● **Required work**
A - Answer these questions using the text about the Minories:
(i) Who founded the house of the Grace of the Blessed Mary, and in what year?
(ii) How many of the sisters died when an infectious disease struck the nunnery in 1515?
(iii) What lies at the southern end of the Minories?
B - Write out the stretch of the Minories text from "On the site" through "the modern Minories.", renaming "nuns" to "sisters" wherever it appears.

● **Page text**

The Minories, EC3N
Today the Minories is a fairly mundane street running north to south with Tower Hill at its southern end and Aldgate at the north. I cross the street every day to go to work and I have often wondered where its rather unusual name came from.
On the site where roughly the Royal Mint stood was the house of the Grace of the Blessed Mary, founded in 1293 by Edmund earl of Lancaster for the nuns of the order of St Clare. It was also known as the Abbey of the Minoresses, the name given to nuns of that order, and the current street name is a bastardisation of that. Incidentally, there is a St Clare Street which runs off the modern Minories.
As you would anticipate the first half of the sixteenth century proved troublesome for the community of nuns. In 1515 an infectious disease ravaged the nunnery sending twenty-seven of the sisters to meet their maker rather more quickly than they had anticipated. If this wasn’t bad enough, a serious fire broke out destroying the building. Although the community raised enough funds to rebuild, including a pledge of money from Cardinal Wolsey, the abbey was swept up in Henry VIII’s reformations in 1539.

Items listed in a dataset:
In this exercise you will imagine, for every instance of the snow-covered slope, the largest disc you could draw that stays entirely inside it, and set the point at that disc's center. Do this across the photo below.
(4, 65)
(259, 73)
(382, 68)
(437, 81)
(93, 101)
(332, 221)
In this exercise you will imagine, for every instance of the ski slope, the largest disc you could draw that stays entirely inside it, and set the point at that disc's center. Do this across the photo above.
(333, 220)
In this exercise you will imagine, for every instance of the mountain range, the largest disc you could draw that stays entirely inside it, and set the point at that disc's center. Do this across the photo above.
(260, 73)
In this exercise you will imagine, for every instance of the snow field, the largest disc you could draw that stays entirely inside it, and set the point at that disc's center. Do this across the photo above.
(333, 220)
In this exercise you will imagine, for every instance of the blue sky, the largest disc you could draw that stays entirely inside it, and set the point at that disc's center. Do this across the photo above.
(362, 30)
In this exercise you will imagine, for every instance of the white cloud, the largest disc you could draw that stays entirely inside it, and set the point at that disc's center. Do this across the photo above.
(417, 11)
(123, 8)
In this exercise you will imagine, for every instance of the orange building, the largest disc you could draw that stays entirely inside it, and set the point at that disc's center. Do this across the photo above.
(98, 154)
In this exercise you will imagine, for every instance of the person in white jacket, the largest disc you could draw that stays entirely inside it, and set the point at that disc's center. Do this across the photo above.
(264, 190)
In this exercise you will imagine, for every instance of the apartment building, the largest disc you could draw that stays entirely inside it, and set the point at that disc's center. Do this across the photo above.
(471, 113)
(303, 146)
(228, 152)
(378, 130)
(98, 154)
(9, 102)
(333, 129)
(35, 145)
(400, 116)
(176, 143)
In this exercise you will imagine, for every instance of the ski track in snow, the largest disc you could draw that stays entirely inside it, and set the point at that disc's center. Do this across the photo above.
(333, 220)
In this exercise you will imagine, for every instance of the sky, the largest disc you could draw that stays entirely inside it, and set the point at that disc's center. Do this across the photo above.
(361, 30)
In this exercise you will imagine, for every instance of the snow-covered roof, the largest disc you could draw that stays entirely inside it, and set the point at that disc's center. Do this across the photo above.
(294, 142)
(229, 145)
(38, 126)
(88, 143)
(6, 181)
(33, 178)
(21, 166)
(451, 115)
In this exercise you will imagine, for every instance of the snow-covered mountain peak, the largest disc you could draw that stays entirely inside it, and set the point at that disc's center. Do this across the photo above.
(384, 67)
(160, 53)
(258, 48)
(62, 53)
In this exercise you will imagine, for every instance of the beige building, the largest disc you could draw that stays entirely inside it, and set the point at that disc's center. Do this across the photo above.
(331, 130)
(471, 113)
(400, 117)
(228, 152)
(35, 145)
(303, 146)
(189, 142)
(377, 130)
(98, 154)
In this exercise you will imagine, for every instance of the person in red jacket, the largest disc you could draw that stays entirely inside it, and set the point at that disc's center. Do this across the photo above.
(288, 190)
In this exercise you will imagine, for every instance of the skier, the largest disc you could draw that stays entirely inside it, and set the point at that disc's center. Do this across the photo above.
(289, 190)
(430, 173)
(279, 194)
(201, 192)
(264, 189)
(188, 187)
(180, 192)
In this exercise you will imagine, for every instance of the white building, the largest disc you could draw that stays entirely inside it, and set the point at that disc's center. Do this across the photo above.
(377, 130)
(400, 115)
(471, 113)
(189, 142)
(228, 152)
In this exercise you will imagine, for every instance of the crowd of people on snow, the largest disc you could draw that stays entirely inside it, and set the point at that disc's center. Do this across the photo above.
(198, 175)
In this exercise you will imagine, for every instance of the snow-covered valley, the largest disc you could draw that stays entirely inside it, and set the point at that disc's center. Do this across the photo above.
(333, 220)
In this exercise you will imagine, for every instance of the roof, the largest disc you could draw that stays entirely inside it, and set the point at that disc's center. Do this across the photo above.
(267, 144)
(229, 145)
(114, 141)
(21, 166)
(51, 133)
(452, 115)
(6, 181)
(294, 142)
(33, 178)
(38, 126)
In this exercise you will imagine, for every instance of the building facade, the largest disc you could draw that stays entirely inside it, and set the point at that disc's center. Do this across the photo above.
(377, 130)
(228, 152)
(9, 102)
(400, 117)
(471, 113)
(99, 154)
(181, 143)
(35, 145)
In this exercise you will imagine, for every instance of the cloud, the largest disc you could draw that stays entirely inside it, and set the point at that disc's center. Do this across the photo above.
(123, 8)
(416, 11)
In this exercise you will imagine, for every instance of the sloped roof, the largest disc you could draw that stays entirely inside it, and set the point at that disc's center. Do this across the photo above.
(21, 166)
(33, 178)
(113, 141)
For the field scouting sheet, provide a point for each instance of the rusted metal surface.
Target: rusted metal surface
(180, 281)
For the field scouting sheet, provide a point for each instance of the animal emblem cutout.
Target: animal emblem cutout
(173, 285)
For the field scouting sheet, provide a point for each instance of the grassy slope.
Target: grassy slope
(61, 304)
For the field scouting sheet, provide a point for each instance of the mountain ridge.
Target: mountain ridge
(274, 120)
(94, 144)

● **Results of the tasks**
A -
(i) Edmund earl of Lancaster founded it in 1293.
(ii) Twenty-seven of the sisters died.
(iii) Tower Hill lies at the southern end.

B -
On the site where roughly the Royal Mint stood was the house of the Grace of the Blessed Mary, founded in 1293 by Edmund earl of Lancaster for the sisters of the order of St Clare. It was also known as the Abbey of the Minoresses, the name given to sisters of that order, and the current street name is a bastardisation of that. Incidentally, there is a St Clare Street which runs off the modern Minories.